_BLOK TEKS:_
Menurut kamu 4+4+4+4+4+4 itu berarti 4X6 atau 6X4? Persoalan inilah yang jadi heboh di media sosial setelah Muhammad Erfas Maulana, mahasiswa Jurusan Teknik Mesin Universitas Diponegoro, me-posting-kan hal tersebut di media sosial miliknya. Hal ini terjadi setelah Erfas yang membantu adiknya mengerjakan tugas Matematika mempertanyakan alasan guru menyalahkan jawaban sebuah soal.
Dalam soal tugas itu, guru meminta adik Erfas untuk menyatakan 4+4+4+4+4+4 dalam operasi perkalian. Adik Erfas menuliskan jawaban bahwa 4+4+4+4+4+4 = 4×6. Jawaban itu, menurut Erfas, seharusnya benar. Namun, ternyata sang guru menyalahkan. Menurut guru, jawaban yang seharusnya adalah 6×4. muncullah perdebatan seru di media sosial. Mana yang benar, 4×6 atau 6×4?
Saking serunya perdebatan, profesor Matematika dari Institut Teknologi Bandung, Iwan Pranoto, pun turut berkomentar. Ia memberi sedikit kultwit untuk menjelaskan permasalahan itu.
Menurut Iwan, 4×6 ataupun 6×4 sebenarnya sama. Namun, bisa saja salah bila dilihat dalam konteks tertentu.

_CUPLIKAN MATERI:_
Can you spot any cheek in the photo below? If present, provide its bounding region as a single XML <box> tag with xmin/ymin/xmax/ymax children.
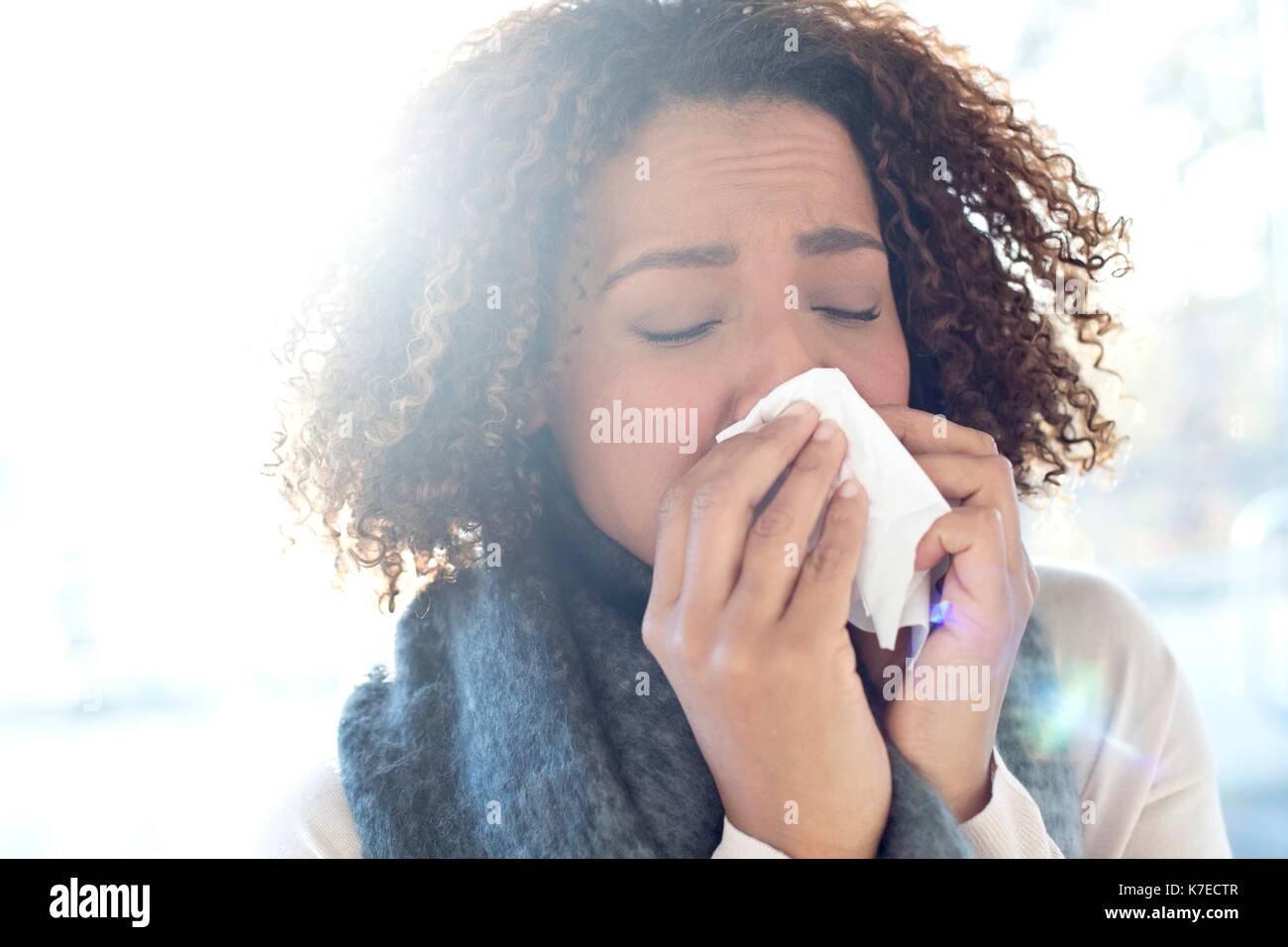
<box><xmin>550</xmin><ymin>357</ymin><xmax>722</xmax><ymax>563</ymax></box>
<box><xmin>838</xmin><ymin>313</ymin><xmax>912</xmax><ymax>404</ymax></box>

_TUGAS:_ Lanjutkan tulisan tentang perdebatan 4×6 atau 6×4, mulai tepat setelah kalimat terakhirnya.

_HASIL AKHIR:_
Iwan memberi ilustrasi. Ia mencontohkan, bila pertanyaan guru adalah “Jika 2×3 = 3+3, tentukan 3×4″, maka jawaban yang seharusnya adalah 4+4+4. “Jika dengan pertanyaan ini anak jawabnya 3+3+3+3, barulah salahkan,” katanya lewat akun Twitter-nya.
Namun, Iwan mengungkapkan, bila pertanyaannya hanya 3×4, maka anak bisa menjawab 3+3+3+3 atau 4+4+4. Semuanya benar. Dengan demikian, didasarkan pada pendapat Iwan, 4+4+4+4+4+4 bisa saja dinyatakan 4×6 atau 6×4 dalam operasi perkalian. Jawaban adik Erfas dalam tugas Matematika-nya seharusnya tidak disalahkan.
“Cara bertanya guru Matematika di Indonesia mungkin salah. Juga cara mengoreksinya salah,” katanya. Iwan mengatakan, saat ini dibutuhkan pembenahan sikap, budaya, dan cara berpikir guru Matematika. “Mengubah sikap guru Matematika yang luwes bernalar merupakan tantangan bagi institusi penyiapan guru kita, LPTK,” ungkapnya.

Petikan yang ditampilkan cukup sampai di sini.